**Given data**

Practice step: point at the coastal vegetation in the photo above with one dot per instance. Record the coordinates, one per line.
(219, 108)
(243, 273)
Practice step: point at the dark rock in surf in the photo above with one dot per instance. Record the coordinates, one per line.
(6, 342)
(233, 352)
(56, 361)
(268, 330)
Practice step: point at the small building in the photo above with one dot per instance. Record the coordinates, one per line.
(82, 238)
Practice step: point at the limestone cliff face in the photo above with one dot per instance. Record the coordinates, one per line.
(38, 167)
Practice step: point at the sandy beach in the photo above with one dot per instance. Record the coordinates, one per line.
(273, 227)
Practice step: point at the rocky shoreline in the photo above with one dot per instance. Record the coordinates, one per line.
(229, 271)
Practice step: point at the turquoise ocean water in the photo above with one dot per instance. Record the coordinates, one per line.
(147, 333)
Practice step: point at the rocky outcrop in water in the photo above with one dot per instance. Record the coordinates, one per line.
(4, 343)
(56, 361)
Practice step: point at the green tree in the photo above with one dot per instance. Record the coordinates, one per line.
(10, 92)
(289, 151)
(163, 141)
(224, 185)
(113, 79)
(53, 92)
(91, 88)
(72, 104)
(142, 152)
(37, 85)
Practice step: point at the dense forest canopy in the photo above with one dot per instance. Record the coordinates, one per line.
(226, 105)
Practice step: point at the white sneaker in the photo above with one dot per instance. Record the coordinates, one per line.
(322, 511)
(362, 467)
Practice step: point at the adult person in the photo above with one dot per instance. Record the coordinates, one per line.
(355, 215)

**Instruction**
Copy all of the entries above word for word, keeping every line unchanged and in the same order.

**Solution below**
Practice step: point at the coastal vegetation in the photo above with one dot per instance. Record the coordinates, one per line.
(219, 108)
(243, 273)
Practice step: point at the dark rock in surf in the photo above with one dot per instance. Record the coordinates, one per line.
(6, 342)
(233, 352)
(56, 361)
(268, 330)
Practice step: point at the small building in the photo above with one dot per instance. Record the coordinates, one per line.
(82, 238)
Practice step: point at the limestone cliff face in the photo above with one dot per instance. Record the coordinates, one per line.
(38, 167)
Practice step: point at the sandy beach in the photo above with one dot per instance. Record the coordinates, one per line.
(273, 227)
Practice step: point at the rocky shoreline in the photo above with one dot per instance. Record the coordinates, one per line.
(229, 271)
Practice step: point at the turquoise ocean water in the photo above with one dot per instance. Record the coordinates, one per line.
(147, 333)
Practice step: point at the rocky outcrop in water in the photo above with one dot per instance. Record the coordinates, one per line.
(4, 343)
(56, 361)
Practice step: point at the green tree in the photo above with one dot per instance. Record the coordinates, one per line.
(10, 92)
(289, 151)
(163, 141)
(224, 185)
(113, 79)
(53, 92)
(91, 88)
(72, 104)
(142, 152)
(37, 85)
Practice step: point at the dense forest canopy in the photo above with one dot per instance. Record the coordinates, one per line.
(226, 105)
Practice step: point at the white sneaker in the photo above with one dot per instance. Record the coordinates, one per line.
(322, 511)
(362, 467)
Practice step: point at the adult person in the photo above with one dot per instance. Record the coordinates, one per line.
(355, 215)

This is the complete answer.